→ **PASSAGE EXTRAIT**:

Cet aspect transitoire toujours réaffirmé permet à l’opposition de taxer le fort pouvoir du président de « hors contexte » et d’« injustifié ». Plus encore, il rend envisageable tout projet de système pour le pays. En l’occurrence, face à l’impasse de la confrontation entre le Mouvement National et l’éclectique coalition d’opposition, entre velléités présidentielles et revendications parlementaires, l’appel d’Ilia II à l’établissement d’une monarchie constitutionnelle de type britannique peut être lu comme une volonté d’éviter à la fois l’écueil d’une trop grande concentration des pouvoirs dans les mains du président, et celui d’un affaiblissement de l’Etat que pourrait engendrer un système parlementaire. Et avant tout, il est un appel à l’unité et à la cohésion nationale.

Renouveau national et religieux

La Révolution des Roses a été le tremplin d’une ascension de l’église orthodoxe en Géorgie. Ayant obtenu en 2002 un concordat avec l’Etat (statut privilégié, puisque les autres organisations religieuses du pays ne l’ont pas obtenu), l’église orthodoxe s’affiche depuis la révolution aux côtés du pouvoir politique. Et le pouvoir l’affiche. Ilia II siège aux côtés des officiels lors des plus importantes cérémonies, alors que l’orthodoxie n’a pas le statut de religion d’état. Le nouveau drapeau introduit en 2004 comporte une croix, alors que l’ancien n’en avait pas.

Mais le gouvernement n’est pas le seul à se réclamer de l’église : l’opposition n’a de cesse d’accuser le pouvoir de ne pas respecter la religion, Okrouachvili accusait Saakachvili de « haine intime » envers elle. Depuis 2003, le crédit de l’institution religieuse auprès de l’opinion publique est tel qu’aucun politicien ne saurait se positionner contre elle.

Signes extérieurs de la floraison de l’orthodoxie, des projets ecclésiastiques gigantesques sont entrepris, comme la construction de la monumentale église de la Trinité (Sameba) à Tbilissi, ou celle, en cours, d’un immense monastère dans le défilé du Darial, à quelques kilomètres de la frontière russe. C’est la statue de Saint-Georges qui trône désormais au sommet de la Place de la Liberté à Tbilissi, symbole, à la fois religieux et national, de la victoire. Lors de la visite œcuménique du 14 octobre, Saakachvili déclarait : « L’église orthodoxe est un phare pour la Géorgie et une force motrice en amont de son renouveau et de sa réunification prochains. »

→ **CONSIGNES**:
1. Dressez la liste de toutes les personnes désignées par leur nom dans le passage extrait sur la Géorgie.
2. Recopiez une partie du passage extrait sur la Géorgie : commencez aux mots « Mais le gouvernement » et arrêtez-vous après « positionner contre elle. ».
3. D'après le passage extrait sur la Géorgie, en quelle année l'église orthodoxe a-t-elle obtenu un concordat avec l'État ?

→ **DONNÉES ENREGISTRÉES**:
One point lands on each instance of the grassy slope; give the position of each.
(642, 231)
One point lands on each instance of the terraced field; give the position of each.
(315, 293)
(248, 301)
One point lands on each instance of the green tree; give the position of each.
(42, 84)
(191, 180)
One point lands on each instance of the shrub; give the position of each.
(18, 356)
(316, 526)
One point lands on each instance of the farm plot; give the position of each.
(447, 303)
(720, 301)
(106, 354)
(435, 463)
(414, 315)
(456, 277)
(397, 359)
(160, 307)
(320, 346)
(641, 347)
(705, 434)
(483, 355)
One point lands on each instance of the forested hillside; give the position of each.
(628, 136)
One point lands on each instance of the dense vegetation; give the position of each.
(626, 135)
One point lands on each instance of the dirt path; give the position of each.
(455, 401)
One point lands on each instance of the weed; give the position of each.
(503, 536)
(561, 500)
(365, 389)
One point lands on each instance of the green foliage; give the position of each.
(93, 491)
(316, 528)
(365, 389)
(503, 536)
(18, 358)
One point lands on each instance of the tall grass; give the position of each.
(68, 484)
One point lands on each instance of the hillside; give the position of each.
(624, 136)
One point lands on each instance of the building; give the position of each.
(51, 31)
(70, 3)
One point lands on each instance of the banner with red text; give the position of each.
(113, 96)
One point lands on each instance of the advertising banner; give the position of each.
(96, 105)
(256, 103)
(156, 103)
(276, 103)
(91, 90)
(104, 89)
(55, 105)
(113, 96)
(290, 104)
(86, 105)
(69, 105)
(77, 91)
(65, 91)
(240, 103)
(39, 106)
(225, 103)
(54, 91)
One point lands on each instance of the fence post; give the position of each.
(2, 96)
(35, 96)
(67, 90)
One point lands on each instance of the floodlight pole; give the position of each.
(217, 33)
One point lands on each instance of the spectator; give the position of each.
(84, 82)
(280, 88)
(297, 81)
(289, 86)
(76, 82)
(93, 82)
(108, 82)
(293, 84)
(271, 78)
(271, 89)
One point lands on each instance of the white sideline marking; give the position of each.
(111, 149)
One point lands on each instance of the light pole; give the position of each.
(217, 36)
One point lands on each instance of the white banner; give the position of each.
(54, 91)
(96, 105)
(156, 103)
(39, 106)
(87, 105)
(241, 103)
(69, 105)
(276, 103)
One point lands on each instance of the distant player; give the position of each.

→ **RÉSULTATS DANS L'ORDRE**:
1. Ilia II ; Okrouachvili ; Saakachvili

2.
Mais le gouvernement n’est pas le seul à se réclamer de l’église : l’opposition n’a de cesse d’accuser le pouvoir de ne pas respecter la religion, Okrouachvili accusait Saakachvili de « haine intime » envers elle. Depuis 2003, le crédit de l’institution religieuse auprès de l’opinion publique est tel qu’aucun politicien ne saurait se positionner contre elle.

3. En 2002.